Written exercise
Edit the passage on the Baihetan reservoir: write out everything from "7. Theoretical Gravity" down to "each observation station.", with "elastic deformation" replaced by "crustal deformation".

Then, using the method presented in Section 5, we calculated the IAF along the Baihetan reservoir (Figure 5c). During our calculation, the Bouguer gravity anomalies and terrains in Figure 5a and the density structures in Figure 5b were used. The equilibrium depth was set to 40 km, which is the average value used for mainland China. As shown in Figure 5c, the dam is located on a great gradient belt of the IAF, where the IAF changes rapidly from 20 MPa in the north to −30 MPa in the south of the dam. According to She et al. [25], there is a strong correlation between the IAF gradient zone and the distribution of earthquakes. Therefore, we deem that the location of the dam is not suitable according to the distribution of the IAF. In addition, there is a significant negative anomaly of IAF at the reservoir, approximately 20 km south of the dam (Figure 5c). According to Figure 4b, the water storage process is accompanied by a loading effect on the IAF, which may induce strong earthquakes. Thus, the risk of an induced earthquake at this location needs attention. Finally, the blue area around Qiaojia City is the primary area of water storage where the reservoir is relatively wide. At such a place, the IAF is not large. In other words, the area with the largest water injection in the reservoir was not particularly large in the IAF. Such a distribution indicates a lower risk of a strong induced earthquake in the Baihetan area.

From Figure 1 and Figure 5c, we find that large earthquakes have already occurred where the IAF is small, suggesting that the other mechanisms such as horizontal stress rather than the IAF are dominant. On the other hand, smaller earthquakes have occurred in the northern area with the negative peak of the IAF (around 80 km in Figure 5c), verifying the effect of IAF on earthquakes. Such a relationship indicates that the distribution of IAF is one of many influencing factors—maybe not the most important one—that cause earthquakes. However, if the load of reservoir impoundment is considered at the same time, the distribution of IAF is of great significance to the occurrence of reservoir-induced earthquakes.

7. Theoretical Gravity Changes Accompany the Impoundment of the Baihetan Reservoir

The gravity change caused by the impoundment of the reservoir is mainly composed of two parts. One part is the gravity change caused by elastic deformation due to the load of impoundment water. The other is caused by the gravity of impoundment water itself [31]. In this section, we calculate the theoretical gravity change caused by the redistribution of water in the Baihetan reservoir after impoundment to 825 m (normal water level)—that is, the superposition effect of the two theoretical gravity changes above at each observation station.

To accurately describe the water load of the Baihetan reservoir and obtain a high-precision gravity variation field, it is necessary to rely on high-precision terrain data. The terrain data used in this study are 1 arcsec data from the Shuttle Radar Topography Mission (https://www2.jpl.nasa.gov/srtm/, accessed on 5 September 2020). The spatial resolution was approximately 30 × 30 m. Generally, a reservoir is an irregular three-dimensional water body area. To facilitate the subsequent calculation of gravity change, the water in the reservoir was divided into several layers of equal heights, and each water layer was divided into unit bodies of equal volumes. Aiming at the water storage problem of the Baihetan reservoir, the unit water body is divided into 56 × 56 × 10 m cubes. The normal water level of the Baihetan reservoir is 825 m above sea level. The corresponding reservoir area is shown in the blue area of Figure 1, and the corresponding number of unit water bodies is 543,685. The gravity change caused by the normal water level of the Baihetan reservoir can be calculated using the above terrain and water-level data.

Supplied information
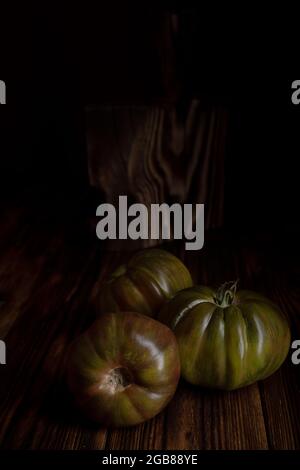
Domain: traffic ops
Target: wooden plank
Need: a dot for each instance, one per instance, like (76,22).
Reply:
(58,302)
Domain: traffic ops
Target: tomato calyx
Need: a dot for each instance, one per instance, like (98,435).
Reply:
(119,379)
(225,295)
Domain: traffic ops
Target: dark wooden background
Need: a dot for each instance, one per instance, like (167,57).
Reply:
(51,269)
(163,125)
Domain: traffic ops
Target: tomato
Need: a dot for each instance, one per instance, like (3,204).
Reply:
(226,339)
(124,369)
(143,285)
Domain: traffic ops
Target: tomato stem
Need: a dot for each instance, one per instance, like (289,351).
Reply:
(226,293)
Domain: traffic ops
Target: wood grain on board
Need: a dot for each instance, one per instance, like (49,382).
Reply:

Expected answer
7. Theoretical Gravity Changes Accompany the Impoundment of the Baihetan Reservoir

The gravity change caused by the impoundment of the reservoir is mainly composed of two parts. One part is the gravity change caused by crustal deformation due to the load of impoundment water. The other is caused by the gravity of impoundment water itself [31]. In this section, we calculate the theoretical gravity change caused by the redistribution of water in the Baihetan reservoir after impoundment to 825 m (normal water level)—that is, the superposition effect of the two theoretical gravity changes above at each observation station.